- Work to complete
Retype every one of the rows below character for character. Leave the pictures out of your copy.

- Information shown
======

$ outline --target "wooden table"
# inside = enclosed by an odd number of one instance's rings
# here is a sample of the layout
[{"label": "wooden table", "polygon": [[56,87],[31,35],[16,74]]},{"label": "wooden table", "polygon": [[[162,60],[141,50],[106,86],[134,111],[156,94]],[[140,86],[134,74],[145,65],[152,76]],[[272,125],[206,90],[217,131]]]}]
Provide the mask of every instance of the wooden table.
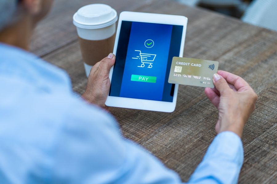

======

- The output
$ outline --target "wooden table"
# inside = enclosed by an odd number of one instance's rings
# here is a sample of the layout
[{"label": "wooden table", "polygon": [[56,87],[31,35],[16,74]]},{"label": "wooden table", "polygon": [[[162,60],[141,50],[106,86],[134,111],[156,94]],[[140,86],[134,74],[145,65],[152,76]],[[272,125],[206,90],[217,131]]]}]
Provide the mask of every instance of the wooden table.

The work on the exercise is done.